> Instructions for the task
Your task is to transcribe each record exactly and to omit every image.

(Data for the task Opens)

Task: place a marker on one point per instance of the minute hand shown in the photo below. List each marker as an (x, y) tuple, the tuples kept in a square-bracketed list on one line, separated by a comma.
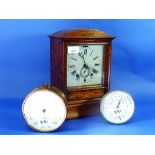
[(119, 102)]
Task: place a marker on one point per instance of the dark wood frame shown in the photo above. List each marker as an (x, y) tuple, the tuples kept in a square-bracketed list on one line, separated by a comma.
[(84, 100)]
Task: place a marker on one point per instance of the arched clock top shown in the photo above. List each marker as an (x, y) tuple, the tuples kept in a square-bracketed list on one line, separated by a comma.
[(81, 33)]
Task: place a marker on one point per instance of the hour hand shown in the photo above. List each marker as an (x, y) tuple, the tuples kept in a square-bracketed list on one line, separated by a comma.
[(119, 102)]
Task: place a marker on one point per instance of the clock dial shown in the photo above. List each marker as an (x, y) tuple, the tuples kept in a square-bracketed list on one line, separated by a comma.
[(117, 107), (84, 65), (44, 110)]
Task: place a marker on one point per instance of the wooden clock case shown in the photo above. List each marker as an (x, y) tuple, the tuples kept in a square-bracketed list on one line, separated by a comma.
[(83, 100)]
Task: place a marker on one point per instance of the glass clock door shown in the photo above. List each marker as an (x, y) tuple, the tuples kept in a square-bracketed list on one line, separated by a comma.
[(84, 64)]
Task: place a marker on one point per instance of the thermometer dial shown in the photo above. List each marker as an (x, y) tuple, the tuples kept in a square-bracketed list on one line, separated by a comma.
[(44, 109), (117, 107)]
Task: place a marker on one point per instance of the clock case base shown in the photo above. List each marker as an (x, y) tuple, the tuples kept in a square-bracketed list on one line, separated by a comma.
[(85, 100)]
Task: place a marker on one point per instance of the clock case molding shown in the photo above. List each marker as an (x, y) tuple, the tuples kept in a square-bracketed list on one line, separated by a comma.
[(83, 100)]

(Data for the task Closes)

> Reply
Task: place a marker on one point per instance of the minute hand shown in the photo below. List each marker as an (x, y) tuple, the tuples kept in a square-bracketed list on one line, separated by a comma.
[(119, 102)]
Task: place a marker on one point per instance of the dark wood frame shown in the photo above. List each marker as an (x, y) tuple, the tuples kept in a square-bracketed list on one line, separated by a comma.
[(84, 100)]
Task: place a marker on one point per instance of the arched clock top shown in the photo above. List each marker as an (x, y) tuple, the tuples kept in a square-bracketed list on one line, separated by a comma.
[(81, 33)]
Task: place a marker on one point per instance of the hour hand shown in the photo above. List each marker as an (x, y) tuple, the tuples kept in a square-bracketed list on one line, separated by a comma.
[(119, 102)]
Task: place a marker on one point per instance of the clock dial shown in the photo above. List each marker as an (x, y) tuple, the tuples kept in a square-bracketed list on one line, separated by a comma.
[(117, 107), (84, 65), (44, 110)]
Task: place a marker on one point per instance of the wooden clock case shown in the photo above. List each marker as an (x, y) tuple, the tuples kept in a square-bracketed list on one line, separated by a comma.
[(83, 100)]
Task: place a marker on one point per instance of the glass clock door shown in the photo above. List each marker as an (x, y) tuple, the tuples kept in a square-bracketed list on one line, separated by a comma.
[(84, 64)]
Task: place a marker on one point per instance of the thermometer dial shown in the photo above. List each marker as an (x, y) tuple, the tuples kept in a square-bracketed list on one line, separated by a comma.
[(44, 109), (117, 107)]
Task: place a marker on one point per instance of the clock case base shown in the photo above. List each marker as an (x, y) tuple, the tuples kept in a square-bracketed list on one line, separated by a comma.
[(85, 100)]
Task: place a marker on one point per instance of the clock case molding shown in the photo above. List each marker as an (x, y) tuple, the tuples kept in a square-bracketed list on one line, separated by a comma.
[(83, 100)]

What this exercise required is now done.